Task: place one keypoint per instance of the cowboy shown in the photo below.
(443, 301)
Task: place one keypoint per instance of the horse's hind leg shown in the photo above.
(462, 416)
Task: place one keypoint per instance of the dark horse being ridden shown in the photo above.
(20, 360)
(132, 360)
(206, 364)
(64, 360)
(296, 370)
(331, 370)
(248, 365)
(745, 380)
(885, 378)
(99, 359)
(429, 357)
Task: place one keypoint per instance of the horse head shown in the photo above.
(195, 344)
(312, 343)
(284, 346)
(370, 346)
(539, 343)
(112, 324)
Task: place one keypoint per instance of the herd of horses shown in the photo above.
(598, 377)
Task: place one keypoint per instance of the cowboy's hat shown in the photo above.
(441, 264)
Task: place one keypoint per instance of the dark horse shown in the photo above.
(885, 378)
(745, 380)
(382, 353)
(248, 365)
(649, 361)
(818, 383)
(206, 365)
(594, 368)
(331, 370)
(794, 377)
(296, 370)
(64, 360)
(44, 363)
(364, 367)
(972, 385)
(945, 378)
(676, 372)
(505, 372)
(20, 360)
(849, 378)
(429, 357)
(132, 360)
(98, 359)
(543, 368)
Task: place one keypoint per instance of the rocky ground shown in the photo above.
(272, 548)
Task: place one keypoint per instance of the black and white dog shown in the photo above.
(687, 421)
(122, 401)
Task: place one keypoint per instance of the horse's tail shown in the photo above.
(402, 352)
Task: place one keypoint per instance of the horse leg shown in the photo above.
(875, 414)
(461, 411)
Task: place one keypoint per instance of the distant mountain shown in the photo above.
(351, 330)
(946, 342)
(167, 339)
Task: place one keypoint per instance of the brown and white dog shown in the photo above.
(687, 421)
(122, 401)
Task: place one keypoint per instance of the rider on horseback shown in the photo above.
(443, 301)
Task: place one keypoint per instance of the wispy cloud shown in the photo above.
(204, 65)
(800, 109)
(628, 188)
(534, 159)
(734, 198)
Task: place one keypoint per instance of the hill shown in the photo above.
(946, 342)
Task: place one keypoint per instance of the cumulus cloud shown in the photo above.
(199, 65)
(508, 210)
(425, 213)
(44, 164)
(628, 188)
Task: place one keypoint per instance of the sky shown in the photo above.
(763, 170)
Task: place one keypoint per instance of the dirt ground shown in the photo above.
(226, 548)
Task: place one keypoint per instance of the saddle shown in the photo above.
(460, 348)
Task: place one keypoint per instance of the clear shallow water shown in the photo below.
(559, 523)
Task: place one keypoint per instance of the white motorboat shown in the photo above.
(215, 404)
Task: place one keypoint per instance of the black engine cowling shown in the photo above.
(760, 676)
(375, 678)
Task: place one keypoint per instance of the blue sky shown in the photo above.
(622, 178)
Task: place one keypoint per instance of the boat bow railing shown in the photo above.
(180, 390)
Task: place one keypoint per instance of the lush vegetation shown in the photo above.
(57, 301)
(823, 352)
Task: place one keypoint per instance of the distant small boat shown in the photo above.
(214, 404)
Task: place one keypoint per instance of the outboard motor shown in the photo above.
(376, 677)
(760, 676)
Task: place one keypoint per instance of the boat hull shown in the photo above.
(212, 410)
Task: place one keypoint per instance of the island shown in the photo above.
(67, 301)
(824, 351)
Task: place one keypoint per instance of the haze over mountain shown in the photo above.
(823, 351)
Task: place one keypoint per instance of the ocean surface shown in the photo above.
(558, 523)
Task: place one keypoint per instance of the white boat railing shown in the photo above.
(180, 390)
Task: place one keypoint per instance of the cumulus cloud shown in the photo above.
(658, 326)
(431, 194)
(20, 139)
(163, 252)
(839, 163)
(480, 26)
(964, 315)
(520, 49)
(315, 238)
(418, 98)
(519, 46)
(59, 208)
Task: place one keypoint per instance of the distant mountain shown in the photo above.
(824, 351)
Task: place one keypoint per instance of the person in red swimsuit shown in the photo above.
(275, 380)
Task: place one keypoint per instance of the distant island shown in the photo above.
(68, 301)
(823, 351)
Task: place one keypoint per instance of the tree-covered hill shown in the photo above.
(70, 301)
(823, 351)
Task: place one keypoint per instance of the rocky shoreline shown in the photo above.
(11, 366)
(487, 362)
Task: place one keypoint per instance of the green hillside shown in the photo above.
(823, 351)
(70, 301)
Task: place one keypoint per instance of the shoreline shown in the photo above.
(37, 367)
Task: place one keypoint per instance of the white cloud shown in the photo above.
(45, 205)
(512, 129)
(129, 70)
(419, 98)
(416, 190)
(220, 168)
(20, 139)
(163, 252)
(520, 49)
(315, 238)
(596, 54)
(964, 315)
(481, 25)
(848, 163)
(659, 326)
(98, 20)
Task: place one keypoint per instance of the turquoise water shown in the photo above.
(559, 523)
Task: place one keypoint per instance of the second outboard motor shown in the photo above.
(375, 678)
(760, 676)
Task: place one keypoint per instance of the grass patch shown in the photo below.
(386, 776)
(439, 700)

--*--

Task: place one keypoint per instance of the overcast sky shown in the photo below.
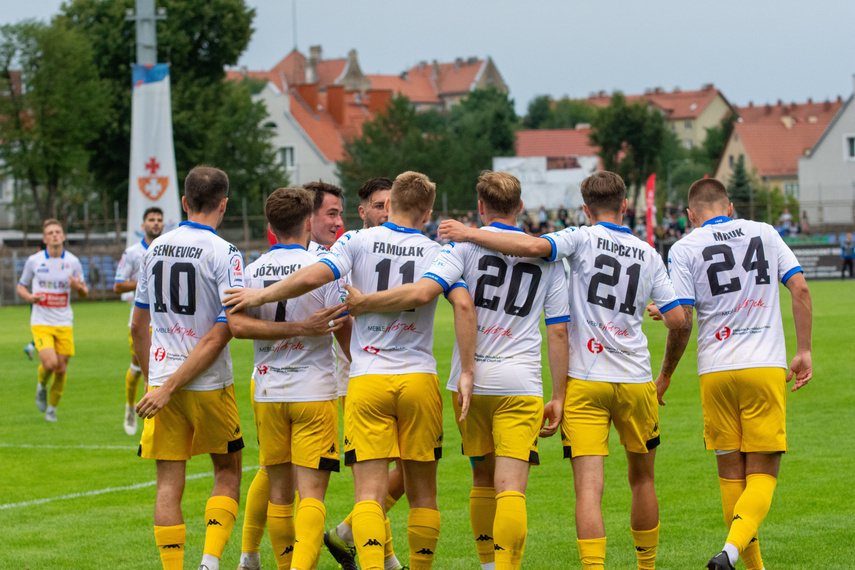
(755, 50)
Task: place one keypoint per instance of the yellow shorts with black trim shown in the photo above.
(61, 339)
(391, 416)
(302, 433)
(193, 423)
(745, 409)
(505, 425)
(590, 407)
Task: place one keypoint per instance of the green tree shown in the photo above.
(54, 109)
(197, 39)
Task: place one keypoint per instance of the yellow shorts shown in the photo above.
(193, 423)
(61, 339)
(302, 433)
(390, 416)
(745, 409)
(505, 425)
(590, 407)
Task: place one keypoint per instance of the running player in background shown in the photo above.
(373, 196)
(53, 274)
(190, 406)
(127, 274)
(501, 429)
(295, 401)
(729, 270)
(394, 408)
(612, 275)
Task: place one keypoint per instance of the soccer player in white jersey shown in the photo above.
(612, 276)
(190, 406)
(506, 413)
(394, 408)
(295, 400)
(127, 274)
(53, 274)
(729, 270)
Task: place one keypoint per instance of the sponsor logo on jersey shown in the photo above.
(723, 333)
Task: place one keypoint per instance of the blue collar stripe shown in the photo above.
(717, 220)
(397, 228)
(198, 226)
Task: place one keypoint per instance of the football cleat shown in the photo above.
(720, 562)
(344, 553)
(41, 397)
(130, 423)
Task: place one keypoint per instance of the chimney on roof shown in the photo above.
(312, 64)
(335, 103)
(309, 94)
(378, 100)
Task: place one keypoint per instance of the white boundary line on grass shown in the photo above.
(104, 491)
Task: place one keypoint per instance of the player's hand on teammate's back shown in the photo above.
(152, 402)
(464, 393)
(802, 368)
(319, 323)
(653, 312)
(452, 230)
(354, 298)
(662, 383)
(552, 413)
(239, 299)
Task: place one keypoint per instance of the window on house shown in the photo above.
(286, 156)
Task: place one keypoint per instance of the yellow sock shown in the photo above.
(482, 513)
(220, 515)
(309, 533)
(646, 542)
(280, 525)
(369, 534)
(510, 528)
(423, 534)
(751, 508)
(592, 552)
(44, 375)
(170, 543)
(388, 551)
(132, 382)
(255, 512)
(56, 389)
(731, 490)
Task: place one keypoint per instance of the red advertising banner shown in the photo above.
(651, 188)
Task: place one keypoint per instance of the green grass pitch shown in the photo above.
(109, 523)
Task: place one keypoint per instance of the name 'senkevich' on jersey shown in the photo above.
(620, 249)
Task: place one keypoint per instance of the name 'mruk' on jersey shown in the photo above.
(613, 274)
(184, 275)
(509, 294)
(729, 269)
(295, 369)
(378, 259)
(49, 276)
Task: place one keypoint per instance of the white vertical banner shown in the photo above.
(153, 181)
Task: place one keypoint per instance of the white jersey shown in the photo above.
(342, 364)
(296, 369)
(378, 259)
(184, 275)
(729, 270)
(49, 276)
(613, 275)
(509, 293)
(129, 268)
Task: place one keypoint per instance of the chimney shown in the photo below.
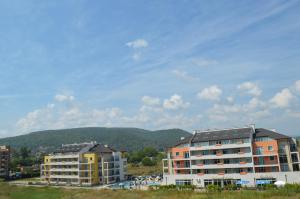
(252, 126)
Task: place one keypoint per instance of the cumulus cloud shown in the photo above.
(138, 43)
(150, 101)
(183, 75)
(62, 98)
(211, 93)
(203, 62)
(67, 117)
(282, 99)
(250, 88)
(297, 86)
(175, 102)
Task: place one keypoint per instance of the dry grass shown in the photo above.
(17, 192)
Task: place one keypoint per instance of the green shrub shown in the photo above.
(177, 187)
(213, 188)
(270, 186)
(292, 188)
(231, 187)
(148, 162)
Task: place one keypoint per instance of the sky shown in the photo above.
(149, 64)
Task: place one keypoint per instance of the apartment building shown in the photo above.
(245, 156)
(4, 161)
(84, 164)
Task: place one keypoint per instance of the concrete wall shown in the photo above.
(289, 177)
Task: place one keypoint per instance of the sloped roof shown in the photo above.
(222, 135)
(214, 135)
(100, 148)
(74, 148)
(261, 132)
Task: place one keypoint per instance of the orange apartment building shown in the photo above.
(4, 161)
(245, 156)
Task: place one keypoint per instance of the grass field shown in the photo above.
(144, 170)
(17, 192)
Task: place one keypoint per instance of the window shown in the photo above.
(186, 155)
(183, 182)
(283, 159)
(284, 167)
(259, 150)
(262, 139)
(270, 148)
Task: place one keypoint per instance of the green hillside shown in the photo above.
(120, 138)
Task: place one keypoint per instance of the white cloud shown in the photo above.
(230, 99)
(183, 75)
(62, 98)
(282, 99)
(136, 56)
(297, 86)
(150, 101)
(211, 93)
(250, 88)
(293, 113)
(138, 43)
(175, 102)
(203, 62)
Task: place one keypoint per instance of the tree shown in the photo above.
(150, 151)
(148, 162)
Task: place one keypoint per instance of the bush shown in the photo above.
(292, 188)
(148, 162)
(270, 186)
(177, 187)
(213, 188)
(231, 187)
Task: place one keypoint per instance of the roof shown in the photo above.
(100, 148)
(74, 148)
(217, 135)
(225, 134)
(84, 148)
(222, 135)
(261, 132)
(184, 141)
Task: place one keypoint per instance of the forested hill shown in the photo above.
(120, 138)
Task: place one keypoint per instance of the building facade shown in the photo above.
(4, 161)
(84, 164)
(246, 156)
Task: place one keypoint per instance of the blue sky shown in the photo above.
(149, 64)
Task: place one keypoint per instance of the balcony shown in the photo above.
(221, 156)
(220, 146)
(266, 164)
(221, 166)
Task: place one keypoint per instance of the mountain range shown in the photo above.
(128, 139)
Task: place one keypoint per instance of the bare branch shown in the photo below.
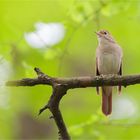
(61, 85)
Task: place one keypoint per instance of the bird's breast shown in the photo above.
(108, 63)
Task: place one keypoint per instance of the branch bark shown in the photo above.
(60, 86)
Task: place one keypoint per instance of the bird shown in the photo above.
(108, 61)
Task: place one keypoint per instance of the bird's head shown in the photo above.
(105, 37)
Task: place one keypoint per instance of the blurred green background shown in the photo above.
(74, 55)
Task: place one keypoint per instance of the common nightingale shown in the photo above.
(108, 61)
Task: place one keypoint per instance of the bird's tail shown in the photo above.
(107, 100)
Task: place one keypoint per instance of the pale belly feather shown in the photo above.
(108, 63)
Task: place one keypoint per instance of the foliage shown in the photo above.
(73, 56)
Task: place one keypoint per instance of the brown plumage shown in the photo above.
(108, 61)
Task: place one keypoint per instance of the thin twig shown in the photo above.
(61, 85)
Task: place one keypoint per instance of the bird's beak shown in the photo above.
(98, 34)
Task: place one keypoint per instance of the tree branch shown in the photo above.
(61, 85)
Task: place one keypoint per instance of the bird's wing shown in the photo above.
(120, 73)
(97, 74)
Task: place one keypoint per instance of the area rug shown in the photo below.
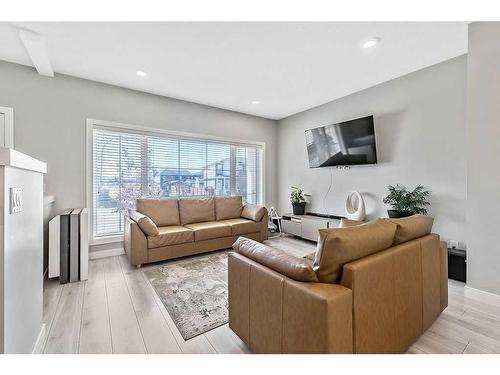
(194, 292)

--*--

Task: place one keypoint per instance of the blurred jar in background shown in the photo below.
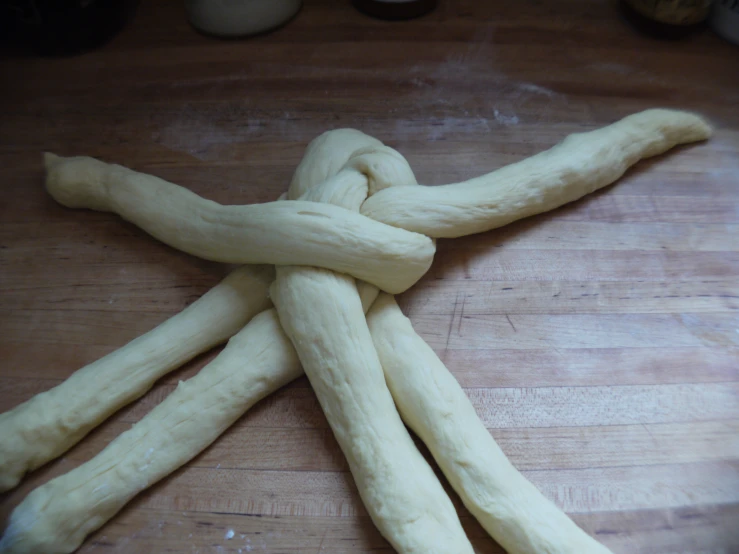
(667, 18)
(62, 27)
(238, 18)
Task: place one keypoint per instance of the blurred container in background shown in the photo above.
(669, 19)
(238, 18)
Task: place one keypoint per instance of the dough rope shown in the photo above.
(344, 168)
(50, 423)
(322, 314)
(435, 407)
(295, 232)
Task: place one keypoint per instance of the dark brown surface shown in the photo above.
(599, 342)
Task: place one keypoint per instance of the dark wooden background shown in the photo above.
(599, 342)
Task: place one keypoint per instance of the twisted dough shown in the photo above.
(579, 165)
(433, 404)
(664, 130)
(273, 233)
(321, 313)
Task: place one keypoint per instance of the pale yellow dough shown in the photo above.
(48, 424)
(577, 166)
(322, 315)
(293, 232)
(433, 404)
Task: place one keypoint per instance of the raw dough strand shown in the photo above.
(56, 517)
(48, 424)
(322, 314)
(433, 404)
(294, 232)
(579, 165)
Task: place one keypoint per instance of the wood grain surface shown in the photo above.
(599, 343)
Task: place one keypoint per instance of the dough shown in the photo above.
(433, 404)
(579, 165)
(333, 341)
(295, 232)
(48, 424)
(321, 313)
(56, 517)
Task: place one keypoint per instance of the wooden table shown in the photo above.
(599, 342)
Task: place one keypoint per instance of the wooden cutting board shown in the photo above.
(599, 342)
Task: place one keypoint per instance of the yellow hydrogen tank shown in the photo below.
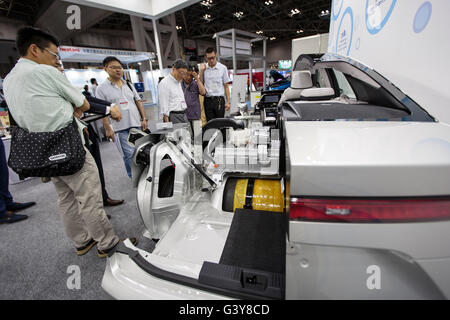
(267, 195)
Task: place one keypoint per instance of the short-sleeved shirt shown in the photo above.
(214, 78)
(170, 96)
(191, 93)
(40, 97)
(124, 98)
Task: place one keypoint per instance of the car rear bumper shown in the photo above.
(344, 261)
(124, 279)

--*--

## REQUIREMENT
Gather every line of the entries above that contains the string "player", matching case exactly.

## SOLUTION TO THE PROBLEM
Task: place one keypoint per instance of the running player in background shown in the photo above.
Task: place one keypoint per instance of the soccer player in white jersey shown in the photo above.
Task: place one keypoint per instance of the player's hand on teammate's back shown in the photo above.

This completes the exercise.